Les territoires du tourisme automobile au Québec et en Ontario: aménagement, promotion et représentation, 1920-1945
Les territoires du tourisme automobile au Québec et en Ontario: aménagement, promotion et représentation, 1920-1945

An English version follows.

Au lendemain de la Première Guerre mondiale, le nombre de touristes automobilistes sur les routes canadiennes est en progression constante. En 1923, ils sont 112 000 automobilistes américains à se rendre au Québec, et plus de 625 000 à le faire en 1929. L’Ontario est la province canadienne la plus visitée par les touristes américains et reçoit la plus grosse part des dépenses touristiques au Canada (61%). Avant la Deuxième Guerre mondiale, l’automobile devient même le moyen de transport privilégié par les touristes pour visiter le Canada, dépassant de loin le train et le bateau. Mais pour ces premiers touristes motorisés, l’automobile est bien plus qu’un moyen de transport : elle est un objet récréatif. Au plaisir de rouler se joint le désir d’explorer de nouveaux horizons, en toute liberté: la sensation de l’espace libre à l’infini devant soi. L’esprit de ce tourisme à ses débuts peut se traduire par l’idée de flânage ou d’itinérance, d’où sa désignation sous le terme de tourisme nomade.

Données fournies:
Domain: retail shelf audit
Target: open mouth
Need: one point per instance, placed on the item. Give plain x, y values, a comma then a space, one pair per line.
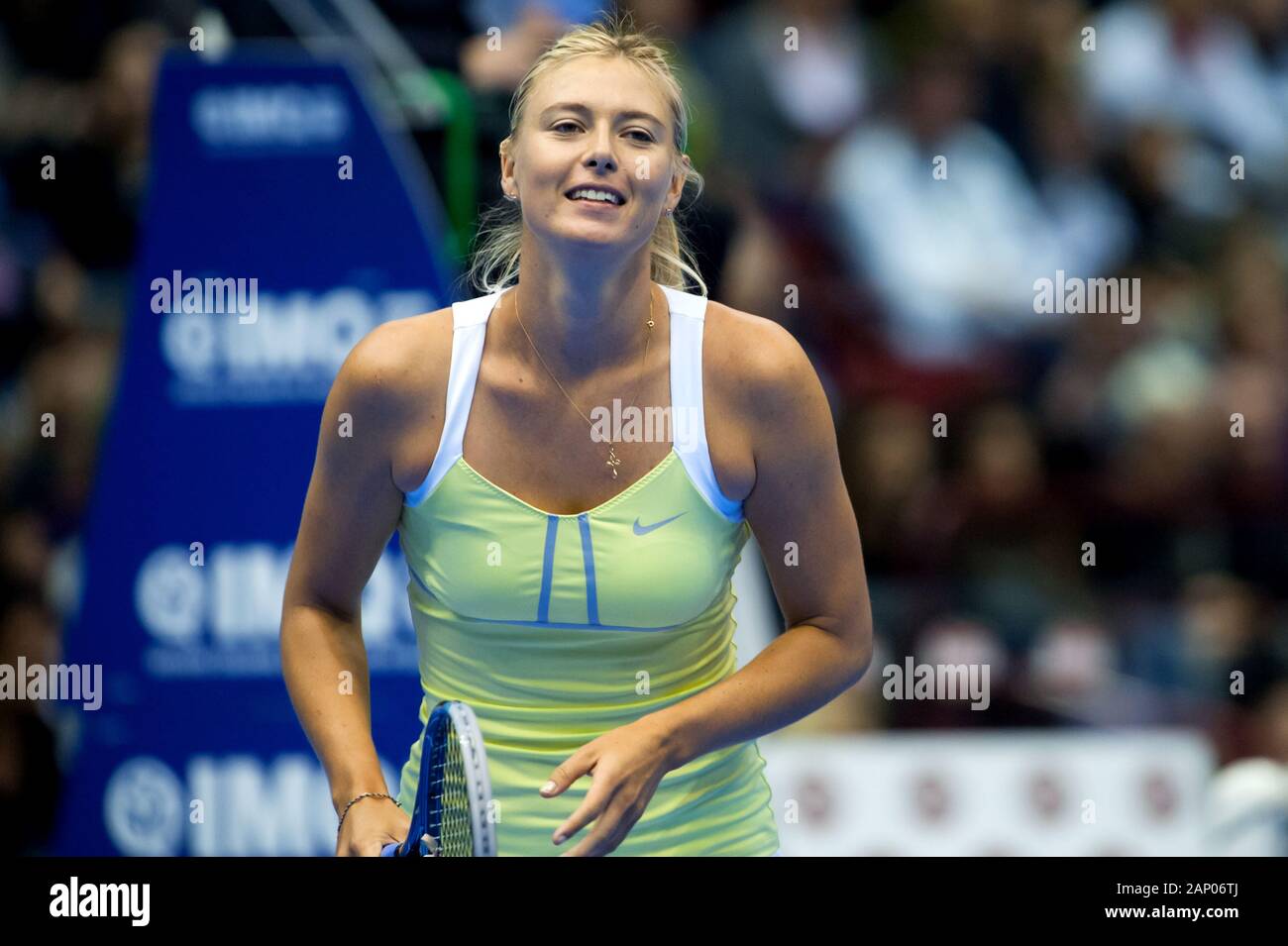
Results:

Tâches à réaliser:
- A) Quels moyens de transport le texte sur le tourisme automobile au Québec et en Ontario mentionne-t-il ?
- B) Rédigez la suite du texte sur le tourisme automobile au Québec et en Ontario, à partir de sa dernière phrase.

Réponses:
- A) L'automobile, le train et le bateau.

- B)
Le Québec et l’Ontario comprennent rapidement les enjeux de cette nouvelle forme de mobilité récréative. Dès le début des années 1920, ces provinces publicisent la qualité et la beauté des routes, par le biais de brochures et de reportages touristiques. Elles cherchent à projeter l’image de territoires facilement accessibles par automobile, dont les limites sont appelées à être constamment repoussées au fur et à mesure que de nouvelles routes sont aménagées. Les territoires ontariens et québécois deviennent, en quelque sorte, de vastes terrains de jeu pour automobilistes. Des premières cartes routières établissent les contours d’un territoire voué au tourisme automobile et annoncent ses développements futurs (figure 1). Des itinéraires touristiques sont élaborés. Au Québec, ces premiers circuits se veulent thématiques, axés sur la valorisation du patrimoine culturel et la mise en scène de la paysannerie canadienne-française (figure 2) alors qu’en Ontario, ils favorisent la découverte des milieux riverains et forestiers et leurs pratiques récréatives. Parmi ceux-ci, certains quadrillent et mettent en valeur des régions éloignées et difficilement accessibles avant la construction de routes comme l’est du Québec (la Gaspésie) et le nord de l’Ontario.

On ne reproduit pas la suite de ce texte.